TEXT -
◆ ◆ ◆ ◆
The app includes image recognition, voice transcription, and Wikipedia grounding for fact checking. All offline. It won’t replace your laptop setup, but having a private AI assistant on your phone that works on a flight with no wifi is genuinely useful.

What “private” actually means here

With cloud AI like ChatGPT, Claude, or Gemini, your prompt is sent to their servers and processed in their data centre. Even with enterprise agreements and opt outs, the data has technically left your possession. For GDPR compliance, this creates a data processing relationship that requires documentation, consent frameworks, and trust that the provider honours their commitments.

With a local model, there is no data processing relationship. There is no third party. Your files stay your files. For anyone in a regulated industry or anyone handling client data, this is the difference between a 6 week legal review and nothing to review at all.
◆ ◆ ◆ ◆
YOUR TASKS -
A. Rewrite the text on private AI from "With cloud AI" up to and including "review at all.", replacing "third party" with "outside company".
B. According to the text on private AI, what difference does a local model make for anyone in a regulated industry or handling client data?
C. Carry on the text on private AI from its last sentence.
The listing that comes next has no connection to the text on private AI.
◆ ◆ ◆ ◆
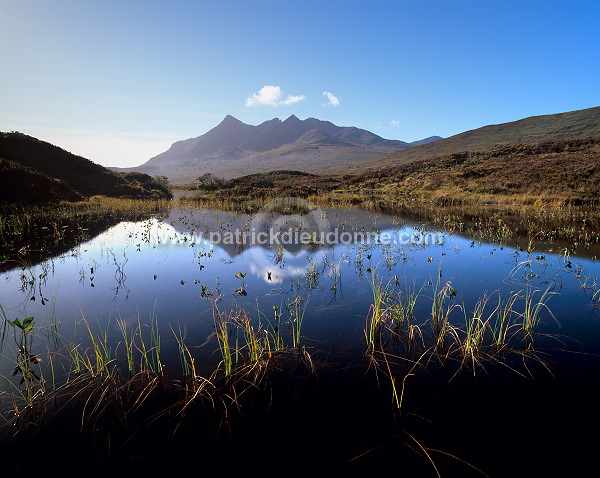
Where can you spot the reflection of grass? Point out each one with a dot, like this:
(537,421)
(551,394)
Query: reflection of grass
(41,230)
◆ ◆ ◆ ◆
RESULTS -
A.
With cloud AI like ChatGPT, Claude, or Gemini, your prompt is sent to their servers and processed in their data centre. Even with enterprise agreements and opt outs, the data has technically left your possession. For GDPR compliance, this creates a data processing relationship that requires documentation, consent frameworks, and trust that the provider honours their commitments.

With a local model, there is no data processing relationship. There is no outside company. Your files stay your files. For anyone in a regulated industry or anyone handling client data, this is the difference between a 6 week legal review and nothing to review at all.

B. It is the difference between a 6 week legal review and nothing to review at all.

C.
I work with SEO clients whose keyword strategies, traffic data, and commercial performance are genuinely sensitive. Running local models for analysis means I can feed in real client data without worrying about where it ends up.

What I actually run

Local models don’t replace Claude or ChatGPT. Not yet, and maybe not ever for the hardest tasks. But they replace them for the majority of work that’s routine.

My setup is split across 2 machines.

The Mac Mini runs 24/7 with Ollama and Gemma 4 31B. It handles automated tasks through OpenClaw. Daily briefings, health checks, monitoring, simple data extraction. All of that used to hit the Anthropic API and cost real money every month. Now it runs locally for free.

The Mac Studio is my main machine with the Claude Max subscription. Complex reasoning, content strategy, writing, and code reviews live here. Anything where model quality genuinely matters stays on Claude because it’s still the best at what it does.

The split comes down to one question. Does this task need to be right and nuanced, or does it need to be done and fast? Claude handles the first category. Gemma 4 handles the second. My API bill dropped noticeably after making this switch.

Hardware requirements

You don’t need a gaming PC or a server rack.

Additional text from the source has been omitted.